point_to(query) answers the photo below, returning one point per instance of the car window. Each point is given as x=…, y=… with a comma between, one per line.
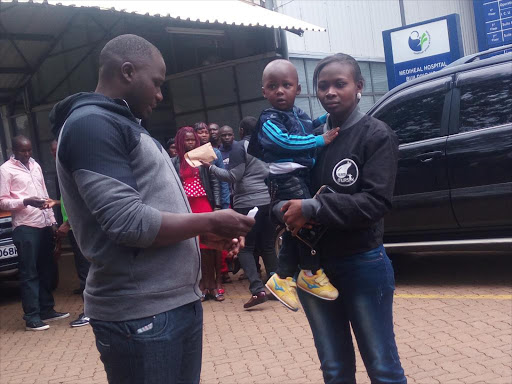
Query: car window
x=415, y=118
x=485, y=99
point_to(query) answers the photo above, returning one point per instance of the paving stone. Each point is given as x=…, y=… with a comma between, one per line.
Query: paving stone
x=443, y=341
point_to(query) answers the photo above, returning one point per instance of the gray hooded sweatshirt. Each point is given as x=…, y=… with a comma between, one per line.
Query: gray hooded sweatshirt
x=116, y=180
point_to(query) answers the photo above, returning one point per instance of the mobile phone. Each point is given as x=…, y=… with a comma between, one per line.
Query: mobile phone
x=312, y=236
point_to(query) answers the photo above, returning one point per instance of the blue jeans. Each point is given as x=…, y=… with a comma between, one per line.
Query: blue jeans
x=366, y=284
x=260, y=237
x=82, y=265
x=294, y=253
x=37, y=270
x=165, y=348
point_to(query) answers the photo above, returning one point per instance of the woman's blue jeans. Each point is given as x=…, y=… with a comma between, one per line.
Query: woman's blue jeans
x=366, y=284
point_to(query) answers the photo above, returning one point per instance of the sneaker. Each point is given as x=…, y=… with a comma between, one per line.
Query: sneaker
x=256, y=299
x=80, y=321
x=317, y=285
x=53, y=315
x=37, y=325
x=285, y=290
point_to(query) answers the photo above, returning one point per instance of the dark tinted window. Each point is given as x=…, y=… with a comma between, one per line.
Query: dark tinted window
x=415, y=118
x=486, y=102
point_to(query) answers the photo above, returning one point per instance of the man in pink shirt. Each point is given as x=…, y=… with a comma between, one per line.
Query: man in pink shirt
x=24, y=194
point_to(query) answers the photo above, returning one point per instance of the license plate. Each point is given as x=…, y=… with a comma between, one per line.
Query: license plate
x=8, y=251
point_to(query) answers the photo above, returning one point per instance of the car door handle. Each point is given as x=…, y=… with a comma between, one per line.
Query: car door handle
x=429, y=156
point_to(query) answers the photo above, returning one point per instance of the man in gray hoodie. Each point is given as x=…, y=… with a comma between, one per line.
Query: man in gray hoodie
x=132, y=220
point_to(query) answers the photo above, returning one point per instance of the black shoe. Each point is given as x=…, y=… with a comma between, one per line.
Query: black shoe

:::

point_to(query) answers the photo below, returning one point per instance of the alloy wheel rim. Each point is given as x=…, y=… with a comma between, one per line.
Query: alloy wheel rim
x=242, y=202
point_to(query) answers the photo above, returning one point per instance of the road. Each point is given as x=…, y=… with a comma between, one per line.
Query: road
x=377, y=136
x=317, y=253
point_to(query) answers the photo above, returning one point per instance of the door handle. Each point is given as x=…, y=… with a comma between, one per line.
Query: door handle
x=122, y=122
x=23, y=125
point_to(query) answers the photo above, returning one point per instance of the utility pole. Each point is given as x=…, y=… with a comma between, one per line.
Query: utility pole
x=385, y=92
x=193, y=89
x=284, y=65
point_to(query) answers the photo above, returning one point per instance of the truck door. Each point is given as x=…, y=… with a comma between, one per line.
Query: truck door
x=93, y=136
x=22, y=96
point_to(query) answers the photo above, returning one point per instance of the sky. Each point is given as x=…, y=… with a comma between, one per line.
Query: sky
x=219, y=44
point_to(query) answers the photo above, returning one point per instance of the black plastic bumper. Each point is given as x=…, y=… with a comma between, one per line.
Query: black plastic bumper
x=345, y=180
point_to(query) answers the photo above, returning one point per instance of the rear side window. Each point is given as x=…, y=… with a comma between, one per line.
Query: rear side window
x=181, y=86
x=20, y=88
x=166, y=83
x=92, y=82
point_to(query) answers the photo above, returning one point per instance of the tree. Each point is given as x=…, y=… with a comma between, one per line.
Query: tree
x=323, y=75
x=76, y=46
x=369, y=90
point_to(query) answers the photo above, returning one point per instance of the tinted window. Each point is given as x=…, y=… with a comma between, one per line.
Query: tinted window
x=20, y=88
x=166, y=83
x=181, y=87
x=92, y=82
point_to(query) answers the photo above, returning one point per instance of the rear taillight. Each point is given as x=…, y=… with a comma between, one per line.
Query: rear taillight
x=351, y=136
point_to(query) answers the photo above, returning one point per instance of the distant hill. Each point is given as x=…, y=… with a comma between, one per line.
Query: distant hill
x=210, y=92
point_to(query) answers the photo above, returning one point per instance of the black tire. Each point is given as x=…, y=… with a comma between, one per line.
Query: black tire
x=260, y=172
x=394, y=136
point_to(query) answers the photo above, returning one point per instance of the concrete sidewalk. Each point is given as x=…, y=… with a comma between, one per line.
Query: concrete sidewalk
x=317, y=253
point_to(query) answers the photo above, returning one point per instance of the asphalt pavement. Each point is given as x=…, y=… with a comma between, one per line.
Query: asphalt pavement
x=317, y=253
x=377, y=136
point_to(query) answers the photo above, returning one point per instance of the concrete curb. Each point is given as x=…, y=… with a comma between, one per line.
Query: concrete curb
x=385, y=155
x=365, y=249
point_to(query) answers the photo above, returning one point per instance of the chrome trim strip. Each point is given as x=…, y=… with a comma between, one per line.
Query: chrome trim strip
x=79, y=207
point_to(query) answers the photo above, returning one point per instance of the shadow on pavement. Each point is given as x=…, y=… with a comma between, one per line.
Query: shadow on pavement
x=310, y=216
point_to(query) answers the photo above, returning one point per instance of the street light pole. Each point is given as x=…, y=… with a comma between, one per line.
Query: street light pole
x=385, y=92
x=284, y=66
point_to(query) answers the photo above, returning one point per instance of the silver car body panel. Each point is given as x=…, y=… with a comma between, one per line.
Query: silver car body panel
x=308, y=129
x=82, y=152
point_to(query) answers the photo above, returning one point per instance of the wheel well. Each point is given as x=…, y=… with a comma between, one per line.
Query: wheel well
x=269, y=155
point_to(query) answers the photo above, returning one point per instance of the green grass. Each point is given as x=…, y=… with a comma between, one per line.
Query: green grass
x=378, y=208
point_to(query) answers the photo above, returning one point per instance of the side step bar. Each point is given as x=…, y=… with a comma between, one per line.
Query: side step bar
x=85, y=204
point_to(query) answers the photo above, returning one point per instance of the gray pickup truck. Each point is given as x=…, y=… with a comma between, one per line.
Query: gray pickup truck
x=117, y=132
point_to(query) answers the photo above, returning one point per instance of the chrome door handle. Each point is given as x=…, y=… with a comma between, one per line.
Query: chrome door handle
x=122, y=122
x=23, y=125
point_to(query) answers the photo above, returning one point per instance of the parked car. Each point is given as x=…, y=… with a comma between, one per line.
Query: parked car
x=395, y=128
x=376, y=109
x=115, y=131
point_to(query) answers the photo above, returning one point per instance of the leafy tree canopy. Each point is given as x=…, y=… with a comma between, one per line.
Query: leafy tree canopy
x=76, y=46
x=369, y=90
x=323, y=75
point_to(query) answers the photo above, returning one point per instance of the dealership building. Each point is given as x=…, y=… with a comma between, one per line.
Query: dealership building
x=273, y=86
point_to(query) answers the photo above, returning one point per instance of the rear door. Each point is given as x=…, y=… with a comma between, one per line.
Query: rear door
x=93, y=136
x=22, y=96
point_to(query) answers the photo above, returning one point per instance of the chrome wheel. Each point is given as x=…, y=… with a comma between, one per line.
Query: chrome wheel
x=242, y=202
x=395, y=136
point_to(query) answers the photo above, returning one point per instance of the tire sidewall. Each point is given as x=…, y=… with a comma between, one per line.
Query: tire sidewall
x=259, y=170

:::

__Work to be completed__: In the entries above, count each line with "below"; reply with the total only.

__Exercise output__: 2